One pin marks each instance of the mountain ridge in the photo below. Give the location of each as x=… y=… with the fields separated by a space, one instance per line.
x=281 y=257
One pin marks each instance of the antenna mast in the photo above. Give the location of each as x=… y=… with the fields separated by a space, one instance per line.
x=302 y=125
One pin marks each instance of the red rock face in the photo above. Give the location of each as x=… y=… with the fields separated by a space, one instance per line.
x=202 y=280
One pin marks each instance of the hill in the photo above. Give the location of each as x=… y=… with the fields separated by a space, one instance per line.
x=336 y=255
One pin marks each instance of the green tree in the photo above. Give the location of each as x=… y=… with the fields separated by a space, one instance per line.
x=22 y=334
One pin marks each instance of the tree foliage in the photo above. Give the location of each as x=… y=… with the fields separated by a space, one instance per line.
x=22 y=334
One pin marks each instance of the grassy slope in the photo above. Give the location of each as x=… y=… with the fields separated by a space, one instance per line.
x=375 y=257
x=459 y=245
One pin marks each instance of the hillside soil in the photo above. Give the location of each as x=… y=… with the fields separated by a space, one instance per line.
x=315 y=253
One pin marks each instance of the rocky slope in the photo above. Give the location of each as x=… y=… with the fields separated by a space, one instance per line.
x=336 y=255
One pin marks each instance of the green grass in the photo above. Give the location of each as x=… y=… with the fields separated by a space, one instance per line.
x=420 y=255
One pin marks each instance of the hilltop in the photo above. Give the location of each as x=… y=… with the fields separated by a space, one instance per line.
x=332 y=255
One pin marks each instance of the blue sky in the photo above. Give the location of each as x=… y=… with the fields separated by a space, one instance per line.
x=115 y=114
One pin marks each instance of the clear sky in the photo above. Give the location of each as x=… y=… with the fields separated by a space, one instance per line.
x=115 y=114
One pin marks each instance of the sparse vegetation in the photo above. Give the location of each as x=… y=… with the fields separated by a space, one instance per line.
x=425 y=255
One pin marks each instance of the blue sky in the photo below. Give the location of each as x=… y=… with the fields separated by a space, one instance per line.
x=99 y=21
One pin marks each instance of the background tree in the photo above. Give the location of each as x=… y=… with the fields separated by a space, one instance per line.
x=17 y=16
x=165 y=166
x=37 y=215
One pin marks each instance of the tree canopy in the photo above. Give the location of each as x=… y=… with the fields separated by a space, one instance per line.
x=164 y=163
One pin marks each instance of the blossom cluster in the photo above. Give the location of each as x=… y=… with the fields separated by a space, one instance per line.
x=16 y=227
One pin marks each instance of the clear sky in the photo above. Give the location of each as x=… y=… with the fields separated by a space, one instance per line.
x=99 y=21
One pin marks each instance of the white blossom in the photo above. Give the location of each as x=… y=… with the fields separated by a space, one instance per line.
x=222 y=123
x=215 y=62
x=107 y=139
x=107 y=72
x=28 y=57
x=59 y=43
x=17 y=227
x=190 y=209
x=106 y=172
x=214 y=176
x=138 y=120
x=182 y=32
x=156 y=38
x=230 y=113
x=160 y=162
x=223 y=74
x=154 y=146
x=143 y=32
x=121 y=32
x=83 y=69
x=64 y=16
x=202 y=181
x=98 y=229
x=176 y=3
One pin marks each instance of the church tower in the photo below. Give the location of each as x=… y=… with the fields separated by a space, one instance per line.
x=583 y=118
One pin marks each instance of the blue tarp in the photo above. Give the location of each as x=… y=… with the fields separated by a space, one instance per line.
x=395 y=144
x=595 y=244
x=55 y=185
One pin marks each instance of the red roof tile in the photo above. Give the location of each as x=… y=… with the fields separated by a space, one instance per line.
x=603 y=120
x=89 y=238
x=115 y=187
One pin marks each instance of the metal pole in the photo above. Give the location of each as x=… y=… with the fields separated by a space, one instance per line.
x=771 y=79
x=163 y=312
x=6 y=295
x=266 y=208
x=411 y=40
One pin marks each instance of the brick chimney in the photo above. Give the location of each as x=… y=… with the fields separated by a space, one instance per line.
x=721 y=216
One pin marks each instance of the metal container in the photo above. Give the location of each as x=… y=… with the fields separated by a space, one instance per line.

· · · · · · ·

Brief. In full and without edits, repeat the listing above.

Your solution.
One pin marks each instance of the mountain ridge in the photo below. Give the location of each as x=… y=… with the fields separated by a space, one instance per line.
x=281 y=257
One pin marks each instance of the antenna mast in the photo above. Give the location of each as x=… y=… with the fields separated by a space, one instance per line.
x=302 y=125
One pin marks each instance of the red rock face in the photo above. Give the location of each as x=… y=… with the fields separated by a space, one instance per line.
x=202 y=280
One pin marks each instance of the hill in the photo above. Give the location of each as x=… y=… with the fields separated by a space, one instance per line.
x=336 y=255
One pin marks each instance of the green tree in the photo above. Give the location of each as x=… y=… with the fields separated by a space, one instance per line.
x=22 y=334
One pin marks each instance of the tree foliage in the photo above. Give the location of each as x=… y=… with the fields separated by a space, one instance per line.
x=22 y=334
One pin marks each instance of the grassy slope in the photo above. Give the location of each as x=… y=… with the fields separated by a space, one instance per line.
x=375 y=257
x=459 y=245
One pin marks each instance of the hillside soil in the photo above. Give the location of each as x=… y=… with the fields separated by a space, one instance per line.
x=315 y=253
One pin marks each instance of the rocky slope in the photo above. Give the location of each as x=… y=… with the fields separated by a space, one instance per line.
x=336 y=255
One pin marks each instance of the green grass in the photo above. Give the location of each as x=… y=… with the fields separated by a space, one instance per line.
x=420 y=255
One pin marks each instance of the hilltop in the photo above. Give the location of each as x=… y=… with the fields separated by a space, one instance per line.
x=332 y=255
One pin marks each instance of the blue sky in the photo above. Give the location of each as x=… y=… with the fields separated by a space, one instance per line.
x=115 y=114
One pin marks each instance of the clear sky in the photo above. Give the location of each as x=… y=… with the fields separated by a space, one instance per line.
x=115 y=114
One pin marks each instance of the sparse vegetation in the photo above. Give the location of each as x=… y=… with the fields separated by a space, one instance per line.
x=425 y=255
One pin marks each instance of the blue sky in the photo below. Give the location of each as x=… y=… with the fields separated by a space, one instance per line.
x=99 y=21
One pin marks each instance of the background tree in the photo above. Give the location of each as x=… y=… with the fields separated by a space, one instance per line.
x=17 y=16
x=165 y=166
x=37 y=215
One pin marks each instance of the tree canopy in the photo above. Give the location of each as x=… y=… with the fields separated by a space, one instance per line.
x=164 y=163
One pin marks each instance of the blossom cluster in the photo above. Give the location of each as x=… y=… with the fields separated by a space, one instance per line.
x=16 y=227
One pin marks each instance of the clear sky in the photo above. Give the location of each as x=… y=… with the fields separated by a space, one instance per line.
x=99 y=21
One pin marks each instance of the white blossom in the photo above. Give the location of each as x=… y=… with the fields separated by a space, one instance per line.
x=222 y=123
x=215 y=62
x=107 y=139
x=107 y=72
x=28 y=57
x=59 y=43
x=17 y=227
x=190 y=209
x=106 y=172
x=214 y=176
x=138 y=120
x=182 y=32
x=156 y=38
x=230 y=113
x=160 y=162
x=223 y=74
x=154 y=146
x=143 y=32
x=121 y=32
x=83 y=69
x=64 y=16
x=202 y=181
x=98 y=229
x=176 y=3
One pin marks each instance of the church tower in the photo below. Give the location of each as x=… y=… with the fields separated by a space, one instance per line.
x=583 y=118
One pin marks each instance of the blue tarp in the photo above. Give the location of each as x=… y=… with the fields separated by a space, one instance per line.
x=395 y=144
x=595 y=244
x=55 y=185
One pin marks each instance of the red roof tile in the photo above. Give the location of each as x=… y=… with the fields separated by a space, one instance per line.
x=603 y=120
x=89 y=238
x=115 y=187
One pin marks each instance of the metal pole in the photo above. Give the location of each as x=… y=… with the fields separated by a space, one instance per line.
x=771 y=79
x=163 y=312
x=6 y=295
x=266 y=208
x=411 y=40
One pin marks each instance of the brick chimney in the photo above. Give the location of each as x=… y=… with the fields separated by a space, one instance per line.
x=721 y=216
One pin marks each instance of the metal container in the photo above. Give the location of each as x=… y=… with the fields separated by a space, one instance per line.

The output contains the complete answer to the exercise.